WORK TASK> Return all of the lines below exactly as they are.

Point localization data>
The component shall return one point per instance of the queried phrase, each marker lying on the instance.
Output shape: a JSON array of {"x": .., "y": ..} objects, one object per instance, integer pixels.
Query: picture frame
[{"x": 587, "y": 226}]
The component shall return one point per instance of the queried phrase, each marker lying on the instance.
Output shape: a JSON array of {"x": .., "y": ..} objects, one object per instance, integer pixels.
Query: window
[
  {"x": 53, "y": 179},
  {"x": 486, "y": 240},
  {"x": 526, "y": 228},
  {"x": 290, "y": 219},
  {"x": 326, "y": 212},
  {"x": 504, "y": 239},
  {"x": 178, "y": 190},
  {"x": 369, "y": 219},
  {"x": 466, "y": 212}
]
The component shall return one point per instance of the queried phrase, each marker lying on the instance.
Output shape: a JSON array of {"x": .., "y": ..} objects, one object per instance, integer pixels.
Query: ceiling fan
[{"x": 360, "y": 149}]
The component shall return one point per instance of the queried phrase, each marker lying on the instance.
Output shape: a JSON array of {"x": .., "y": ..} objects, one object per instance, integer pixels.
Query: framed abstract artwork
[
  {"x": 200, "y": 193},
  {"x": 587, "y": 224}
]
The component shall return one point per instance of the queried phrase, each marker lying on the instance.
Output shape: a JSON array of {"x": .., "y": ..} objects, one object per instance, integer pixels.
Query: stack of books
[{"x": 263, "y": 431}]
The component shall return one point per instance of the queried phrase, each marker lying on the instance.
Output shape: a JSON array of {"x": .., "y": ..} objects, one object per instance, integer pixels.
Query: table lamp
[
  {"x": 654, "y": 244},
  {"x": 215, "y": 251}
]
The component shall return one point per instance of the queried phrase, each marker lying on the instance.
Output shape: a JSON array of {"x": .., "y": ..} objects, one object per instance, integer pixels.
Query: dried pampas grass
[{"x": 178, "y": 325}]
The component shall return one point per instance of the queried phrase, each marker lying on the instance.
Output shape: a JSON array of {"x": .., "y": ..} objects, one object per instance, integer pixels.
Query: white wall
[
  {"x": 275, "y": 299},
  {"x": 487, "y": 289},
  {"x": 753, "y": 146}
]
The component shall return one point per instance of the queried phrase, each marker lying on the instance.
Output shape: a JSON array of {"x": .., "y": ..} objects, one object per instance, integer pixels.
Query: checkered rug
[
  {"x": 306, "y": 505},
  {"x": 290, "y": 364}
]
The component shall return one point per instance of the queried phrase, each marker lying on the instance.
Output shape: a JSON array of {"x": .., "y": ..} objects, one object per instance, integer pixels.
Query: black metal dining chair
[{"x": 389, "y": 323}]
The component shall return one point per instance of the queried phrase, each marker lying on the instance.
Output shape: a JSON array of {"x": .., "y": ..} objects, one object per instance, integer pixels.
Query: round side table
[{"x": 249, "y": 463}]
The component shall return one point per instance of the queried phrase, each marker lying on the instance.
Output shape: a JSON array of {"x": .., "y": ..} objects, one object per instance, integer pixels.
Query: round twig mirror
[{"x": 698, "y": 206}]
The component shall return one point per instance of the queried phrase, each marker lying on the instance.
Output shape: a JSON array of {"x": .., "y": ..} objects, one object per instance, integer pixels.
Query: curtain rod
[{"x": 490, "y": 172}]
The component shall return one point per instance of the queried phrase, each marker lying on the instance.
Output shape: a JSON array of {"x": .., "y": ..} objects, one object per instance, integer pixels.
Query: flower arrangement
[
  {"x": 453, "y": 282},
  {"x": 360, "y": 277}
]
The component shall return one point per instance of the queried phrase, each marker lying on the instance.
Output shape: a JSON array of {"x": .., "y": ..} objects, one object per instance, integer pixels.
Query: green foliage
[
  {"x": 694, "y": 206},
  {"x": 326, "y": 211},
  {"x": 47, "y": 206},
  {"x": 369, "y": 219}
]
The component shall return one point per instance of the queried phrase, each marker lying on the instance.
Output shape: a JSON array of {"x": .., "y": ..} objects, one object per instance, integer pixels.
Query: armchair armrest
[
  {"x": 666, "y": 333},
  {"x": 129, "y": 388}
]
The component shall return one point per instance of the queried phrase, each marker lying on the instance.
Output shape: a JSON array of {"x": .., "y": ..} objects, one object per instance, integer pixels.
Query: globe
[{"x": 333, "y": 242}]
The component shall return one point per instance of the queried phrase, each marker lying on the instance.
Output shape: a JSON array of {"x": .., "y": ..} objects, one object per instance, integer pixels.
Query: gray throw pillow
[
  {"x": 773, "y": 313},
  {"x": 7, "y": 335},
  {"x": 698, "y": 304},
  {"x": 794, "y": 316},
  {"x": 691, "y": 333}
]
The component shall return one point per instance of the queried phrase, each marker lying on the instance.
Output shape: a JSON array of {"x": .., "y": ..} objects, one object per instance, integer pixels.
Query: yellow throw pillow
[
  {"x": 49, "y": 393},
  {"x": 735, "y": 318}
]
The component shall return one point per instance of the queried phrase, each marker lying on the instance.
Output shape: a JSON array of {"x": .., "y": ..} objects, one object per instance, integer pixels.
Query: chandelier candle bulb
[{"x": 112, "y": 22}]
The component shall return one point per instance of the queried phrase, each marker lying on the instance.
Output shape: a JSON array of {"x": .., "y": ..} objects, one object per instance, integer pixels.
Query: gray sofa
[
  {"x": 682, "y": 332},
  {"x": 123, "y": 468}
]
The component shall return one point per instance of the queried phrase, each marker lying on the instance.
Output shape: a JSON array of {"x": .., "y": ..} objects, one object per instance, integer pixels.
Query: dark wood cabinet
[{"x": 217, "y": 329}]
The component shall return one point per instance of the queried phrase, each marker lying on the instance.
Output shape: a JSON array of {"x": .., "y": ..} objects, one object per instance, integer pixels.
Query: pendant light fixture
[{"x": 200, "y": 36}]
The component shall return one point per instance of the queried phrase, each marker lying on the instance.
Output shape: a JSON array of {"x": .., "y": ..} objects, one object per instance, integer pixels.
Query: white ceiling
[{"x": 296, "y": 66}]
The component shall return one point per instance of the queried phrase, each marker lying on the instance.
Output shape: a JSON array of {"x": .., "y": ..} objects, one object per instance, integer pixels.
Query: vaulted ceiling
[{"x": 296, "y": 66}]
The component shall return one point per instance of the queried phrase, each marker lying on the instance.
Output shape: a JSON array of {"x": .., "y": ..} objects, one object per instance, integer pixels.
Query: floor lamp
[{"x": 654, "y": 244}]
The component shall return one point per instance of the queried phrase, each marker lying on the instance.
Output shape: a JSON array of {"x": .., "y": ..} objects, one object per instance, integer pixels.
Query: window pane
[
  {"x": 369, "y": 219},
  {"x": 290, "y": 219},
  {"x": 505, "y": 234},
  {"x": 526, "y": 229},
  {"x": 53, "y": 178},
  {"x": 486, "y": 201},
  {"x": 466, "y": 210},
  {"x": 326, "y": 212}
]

EXERCISE ANSWER>
The component shall return one point per instance of the queried phrase, each marker lying on the instance.
Output shape: a JSON array of {"x": .., "y": ..} objects, one object per instance, integer pixels.
Query: picture frame
[{"x": 587, "y": 226}]
The component shall return one point per instance of the queried phrase, each marker lying on the instance.
Output shape: a JSON array of {"x": .., "y": ..} objects, one object per instance, integer pixels.
Query: window
[
  {"x": 53, "y": 179},
  {"x": 486, "y": 240},
  {"x": 526, "y": 228},
  {"x": 290, "y": 219},
  {"x": 326, "y": 212},
  {"x": 504, "y": 239},
  {"x": 178, "y": 190},
  {"x": 369, "y": 219},
  {"x": 466, "y": 212}
]
The component shall return one point per instance of the queried phrase, each marker lying on the instance.
Output shape: a JSON array of {"x": .., "y": ..} objects, one object per instance, integer pixels.
Query: ceiling fan
[{"x": 360, "y": 149}]
The component shall return one point per instance of the queried phrase, each marker lying on the instance.
Output shape: a JSON array of {"x": .., "y": ..} objects, one object per instance, integer pixels.
Query: framed abstract artwork
[
  {"x": 200, "y": 193},
  {"x": 587, "y": 224}
]
The component shall return one point per instance of the queried phrase, each marker lying on the instance.
Output shape: a JSON array of {"x": .., "y": ..} objects, one object per instance, integer pixels.
Query: stack of books
[{"x": 263, "y": 431}]
The component shall return one point per instance of the queried phrase, each marker lying on the instance.
Output shape: a JSON array of {"x": .., "y": ..} objects, one object per instance, integer pixels.
Query: table lamp
[
  {"x": 654, "y": 244},
  {"x": 215, "y": 251}
]
The component shall return one point per instance of the queried phrase, each marker lying on the instance.
Output shape: a JSON array of {"x": .., "y": ..} objects, one object per instance, integer pixels.
Query: dried pampas grass
[{"x": 178, "y": 325}]
The component shall return one point per instance of the queried phrase, each marker lying on the instance.
Output shape: a JSON array of {"x": .., "y": ..} objects, one object per instance, integer pixels.
Query: white wall
[
  {"x": 275, "y": 299},
  {"x": 487, "y": 289},
  {"x": 753, "y": 146}
]
The component shall return one point per instance of the queried phrase, each marker lying on the instance.
Output shape: a JSON array of {"x": .., "y": ..} objects, one object per instance, integer pixels.
Query: checkered rug
[
  {"x": 306, "y": 505},
  {"x": 290, "y": 364}
]
The component shall return one point per instance of the queried phrase, each marker lying on the instance.
Output shape: a JSON array of {"x": .., "y": ..} objects, one object per instance, integer pixels.
Query: black metal dining chair
[{"x": 389, "y": 323}]
The component shall return one point per instance of the queried phrase, each marker lying on the instance.
Output shape: a JSON array of {"x": .., "y": ..} objects, one object per instance, integer pixels.
Query: round side table
[{"x": 249, "y": 463}]
The component shall return one point per instance of the queried phrase, each marker lying on the instance.
Output shape: a JSON array of {"x": .., "y": ..} objects, one object per instance, integer pixels.
Query: round twig mirror
[{"x": 698, "y": 206}]
The component shall return one point per instance of the queried phrase, each marker lying on the instance.
Output shape: a JSON array of {"x": .., "y": ..} objects, one object per instance, integer pixels.
Query: curtain rod
[{"x": 490, "y": 172}]
The component shall return one point per instance of the queried phrase, each marker lying on the instance.
Output shape: a JSON array of {"x": .., "y": ..} objects, one object per instance, integer pixels.
Query: flower arrangement
[
  {"x": 453, "y": 282},
  {"x": 360, "y": 277}
]
The component shall return one point per instance of the queried phrase, each marker lying on the instance.
Output shape: a JSON array of {"x": .., "y": ..} objects, one object per instance, integer pixels.
Query: green foliage
[
  {"x": 694, "y": 206},
  {"x": 326, "y": 211},
  {"x": 47, "y": 206},
  {"x": 369, "y": 219}
]
The component shall return one point per instance of the queried phrase, each marker lying on the instance.
Output shape: a JSON array of {"x": .., "y": ..} objects, one object per instance, integer pixels.
Query: armchair armrest
[
  {"x": 666, "y": 333},
  {"x": 129, "y": 388}
]
The component shall return one point per instance of the queried phrase, each marker lying on the instance.
Output shape: a JSON array of {"x": .., "y": ..} objects, one object per instance, integer pixels.
Query: globe
[{"x": 333, "y": 242}]
The component shall return one point per instance of the queried phrase, each marker lying on the instance.
Output shape: a JSON array of {"x": .., "y": ..} objects, one object per instance, integer pixels.
Query: gray throw pillow
[
  {"x": 773, "y": 313},
  {"x": 7, "y": 335},
  {"x": 698, "y": 304},
  {"x": 794, "y": 316},
  {"x": 691, "y": 333}
]
The component shall return one point per instance of the queried phrase, each marker lying on the instance.
Output shape: a JSON array of {"x": .., "y": ..} objects, one object per instance, integer pixels.
Query: yellow throw pillow
[
  {"x": 49, "y": 393},
  {"x": 735, "y": 318}
]
The component shall return one point per instance of the queried phrase, each marker lying on the instance.
Output shape: a JSON array of {"x": .., "y": ..} objects, one object per instance, integer pixels.
Query: chandelier candle bulb
[{"x": 112, "y": 22}]
The component shall return one point per instance of the queried phrase, each marker lying on the instance.
Output shape: a JSON array of {"x": .., "y": ..} objects, one object per instance, integer pixels.
Query: gray sofa
[
  {"x": 682, "y": 332},
  {"x": 123, "y": 468}
]
The component shall return one point per instance of the queried phrase, each marker lying on the instance.
Output shape: a JSON array of {"x": .., "y": ..} objects, one object per instance, integer pixels.
Query: dark wood cabinet
[{"x": 217, "y": 329}]
The component shall return one point per instance of the queried phrase, each marker lying on the instance.
Output shape: a JSON array of {"x": .., "y": ..} objects, one object per instance, integer pixels.
Query: pendant light fixture
[{"x": 200, "y": 36}]
The component shall return one point per instance of the queried phrase, each marker lying on the instance.
Output shape: a JSON array of {"x": .., "y": ..} objects, one object per instance, integer pixels.
Query: white ceiling
[{"x": 296, "y": 66}]
The component shall return one point per instance of the queried phrase, each marker lying on the instance.
Output shape: a JSON array of {"x": .., "y": ..} objects, one object per instance, integer pixels.
Query: vaulted ceiling
[{"x": 296, "y": 66}]
The component shall return one point per instance of the queried phrase, each marker lying on the instance.
Output shape: a JSON array of {"x": .., "y": ..} objects, one object per instance, integer pixels.
Query: floor lamp
[{"x": 654, "y": 244}]
The component shall return one point per instance of the queried phrase, each marker lying on the instance.
Output shape: a JSON array of {"x": .., "y": ..} objects, one object per instance, integer pixels.
Query: window pane
[
  {"x": 369, "y": 219},
  {"x": 290, "y": 219},
  {"x": 505, "y": 234},
  {"x": 526, "y": 229},
  {"x": 53, "y": 178},
  {"x": 486, "y": 201},
  {"x": 466, "y": 210},
  {"x": 326, "y": 212}
]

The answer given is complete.